Work instructions: All records given below must be printed word for word.

BEGIN Stored data

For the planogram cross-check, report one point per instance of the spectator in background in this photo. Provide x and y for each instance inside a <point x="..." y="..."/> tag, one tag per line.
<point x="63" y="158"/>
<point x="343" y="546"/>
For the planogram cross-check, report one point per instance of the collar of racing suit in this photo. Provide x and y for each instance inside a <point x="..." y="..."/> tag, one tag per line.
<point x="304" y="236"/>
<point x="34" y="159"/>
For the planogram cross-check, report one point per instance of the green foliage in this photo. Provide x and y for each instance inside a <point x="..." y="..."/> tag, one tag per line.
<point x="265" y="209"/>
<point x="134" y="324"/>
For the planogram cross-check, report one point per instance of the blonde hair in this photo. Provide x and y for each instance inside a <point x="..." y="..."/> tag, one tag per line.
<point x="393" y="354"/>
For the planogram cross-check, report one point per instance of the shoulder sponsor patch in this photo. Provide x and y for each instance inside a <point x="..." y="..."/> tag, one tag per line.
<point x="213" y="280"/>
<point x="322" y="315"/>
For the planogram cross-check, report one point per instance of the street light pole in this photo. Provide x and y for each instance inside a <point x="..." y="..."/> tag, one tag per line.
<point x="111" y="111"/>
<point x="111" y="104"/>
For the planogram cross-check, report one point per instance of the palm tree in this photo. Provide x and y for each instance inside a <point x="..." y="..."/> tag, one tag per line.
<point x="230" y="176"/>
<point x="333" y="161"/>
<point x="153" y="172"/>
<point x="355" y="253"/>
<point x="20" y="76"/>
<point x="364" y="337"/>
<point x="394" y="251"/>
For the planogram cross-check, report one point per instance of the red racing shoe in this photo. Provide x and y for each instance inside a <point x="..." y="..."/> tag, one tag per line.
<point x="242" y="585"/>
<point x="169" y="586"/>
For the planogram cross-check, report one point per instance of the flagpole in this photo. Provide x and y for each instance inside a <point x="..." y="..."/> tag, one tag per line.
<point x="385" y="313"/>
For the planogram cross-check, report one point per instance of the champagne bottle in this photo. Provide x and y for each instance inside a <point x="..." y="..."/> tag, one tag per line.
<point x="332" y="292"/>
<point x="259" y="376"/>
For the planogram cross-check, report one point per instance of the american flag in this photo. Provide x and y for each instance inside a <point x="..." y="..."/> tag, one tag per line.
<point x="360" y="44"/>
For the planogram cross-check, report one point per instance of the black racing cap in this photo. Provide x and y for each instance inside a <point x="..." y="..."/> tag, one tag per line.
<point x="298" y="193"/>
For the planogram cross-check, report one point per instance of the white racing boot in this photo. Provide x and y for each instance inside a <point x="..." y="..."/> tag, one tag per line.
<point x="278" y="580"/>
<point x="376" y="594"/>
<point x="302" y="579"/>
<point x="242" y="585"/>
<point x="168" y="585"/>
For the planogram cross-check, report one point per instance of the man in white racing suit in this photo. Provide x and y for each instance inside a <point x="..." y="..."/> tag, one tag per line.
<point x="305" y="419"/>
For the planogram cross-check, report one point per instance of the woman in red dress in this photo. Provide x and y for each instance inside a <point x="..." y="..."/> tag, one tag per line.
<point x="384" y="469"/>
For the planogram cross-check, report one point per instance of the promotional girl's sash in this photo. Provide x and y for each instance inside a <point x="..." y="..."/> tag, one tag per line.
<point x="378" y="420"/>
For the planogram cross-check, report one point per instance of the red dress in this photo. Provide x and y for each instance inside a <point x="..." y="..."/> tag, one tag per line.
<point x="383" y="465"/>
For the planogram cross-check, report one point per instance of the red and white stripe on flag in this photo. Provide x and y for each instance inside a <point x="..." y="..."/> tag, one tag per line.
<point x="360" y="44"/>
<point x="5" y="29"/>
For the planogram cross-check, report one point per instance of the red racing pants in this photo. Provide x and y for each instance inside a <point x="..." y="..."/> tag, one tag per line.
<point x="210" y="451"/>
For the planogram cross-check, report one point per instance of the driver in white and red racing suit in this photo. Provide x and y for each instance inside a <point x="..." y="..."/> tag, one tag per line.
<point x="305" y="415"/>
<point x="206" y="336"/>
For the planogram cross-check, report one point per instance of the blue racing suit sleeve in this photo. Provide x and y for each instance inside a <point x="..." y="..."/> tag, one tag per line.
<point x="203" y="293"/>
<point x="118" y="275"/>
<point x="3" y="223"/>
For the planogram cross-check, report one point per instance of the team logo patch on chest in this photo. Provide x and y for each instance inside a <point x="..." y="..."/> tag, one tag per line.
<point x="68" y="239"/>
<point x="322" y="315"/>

END Stored data

Response to the exercise:
For the planogram cross-check, report one point per instance of the spectator in background in this photo. Provide x and y for each instance inside a <point x="..." y="..."/> tag, one tag per line.
<point x="63" y="158"/>
<point x="343" y="546"/>
For the planogram cross-check, report one point per instance of the collar of racing suit in this photo. Provide x and y for each instance inside a <point x="..." y="..."/> tag, one tag per line.
<point x="304" y="236"/>
<point x="34" y="159"/>
For the planogram cross-check, report one point per instance of the green foliage in this photo. Provide x and y for each instance inside a <point x="..." y="..."/> tag, one tag per line.
<point x="265" y="209"/>
<point x="134" y="324"/>
For the planogram cross-check, report one point per instance of the blonde hair in this photo. Provide x and y for each instance inside a <point x="..." y="..."/> tag, one tag per line.
<point x="393" y="354"/>
For the planogram cross-check, report one point per instance of the shoulder sponsor patch in this photo. Provide x and y for each instance inside a <point x="..." y="..."/> tag, one tag per line.
<point x="213" y="280"/>
<point x="322" y="315"/>
For the planogram cross-check, report one point per instance of the street light pole in this photo. Provide x and y for each instance inside a <point x="..." y="..."/> tag, one tag per line.
<point x="111" y="111"/>
<point x="111" y="104"/>
For the planogram cross-check, report one point per instance of the palm tree in this photo. Provide x and y for each instance inside a <point x="..." y="..."/> tag, one tag per line.
<point x="230" y="176"/>
<point x="333" y="161"/>
<point x="153" y="172"/>
<point x="355" y="253"/>
<point x="20" y="76"/>
<point x="364" y="337"/>
<point x="394" y="251"/>
For the planogram cross-check, report one point per instance of the red racing shoe in this photo. Provide x and y for each instance inside a <point x="..." y="..."/> tag, one tag per line.
<point x="242" y="585"/>
<point x="169" y="586"/>
For the planogram cross-check, report one point per instance of the flagpole in this photo. Provide x and y for each instance inside a <point x="..." y="..."/> tag, one tag per line.
<point x="385" y="313"/>
For the planogram cross-check, report one point per instance of the champagne bottle in this photo. Provide x and y for each instance inside a <point x="..." y="..."/> tag, one tag per line.
<point x="332" y="292"/>
<point x="259" y="376"/>
For the planogram cross-check, report one point per instance of the american flag in this photo. Provide x and y for each instance inside a <point x="..." y="..."/> tag, one tag per line.
<point x="360" y="44"/>
For the planogram cross-check, report one point per instance of the black racing cap in this photo. Provide x and y for each instance inside a <point x="..." y="..."/> tag, one tag per line.
<point x="298" y="193"/>
For the planogram cross-check, report one point per instance of the white racing boot in this photo. Provide x and y for each instance inside a <point x="..." y="..."/> tag, one tag per line.
<point x="278" y="580"/>
<point x="376" y="594"/>
<point x="302" y="579"/>
<point x="242" y="585"/>
<point x="168" y="585"/>
For the planogram cross-check, report one point per instance of the man in white racing suit in this photo. Provide x and y for each instance inside a <point x="..." y="..."/> tag, one tag per line.
<point x="305" y="419"/>
For the planogram cross-check, report one point per instance of the woman in red dress in this photo. Provide x and y for each instance inside a <point x="..." y="..."/> tag, one tag per line.
<point x="384" y="469"/>
For the planogram cross-check, report one point per instance of the promotional girl's sash in this photo. Provide x and y for each instance inside a <point x="..." y="..."/> tag, one tag per line.
<point x="378" y="420"/>
For the planogram cross-check, report one point per instance of the red dress in this photo. Provide x and y for each instance inside a <point x="..." y="..."/> tag, one tag per line.
<point x="383" y="465"/>
For the planogram cross-check, report one point per instance of the red and white stripe on flag in this photo. Provide x and y for each instance inside a <point x="..." y="..."/> tag, one tag per line.
<point x="360" y="44"/>
<point x="5" y="29"/>
For the planogram cross-check, report one point per instance of the red racing pants in this photo. Provide x and y for each instance inside a <point x="..." y="..."/> tag, one tag per line.
<point x="210" y="451"/>
For the planogram cross-check, report one point per instance of the driver in white and red racing suit in this photo. Provide x and y for each instance inside a <point x="..." y="..."/> tag, one tag per line.
<point x="305" y="415"/>
<point x="206" y="336"/>
For the planogram cross-check, report one point per instance of the blue racing suit sleeve in this photo. Provide x and y for each instance inside a <point x="..." y="..."/> tag, one tag per line.
<point x="203" y="293"/>
<point x="118" y="275"/>
<point x="3" y="223"/>
For the planogram cross-check, report one point per instance of the team logo patch on chest in this photo. Provide x and y for each instance inside a <point x="..." y="..."/> tag, one tag per line.
<point x="68" y="239"/>
<point x="322" y="315"/>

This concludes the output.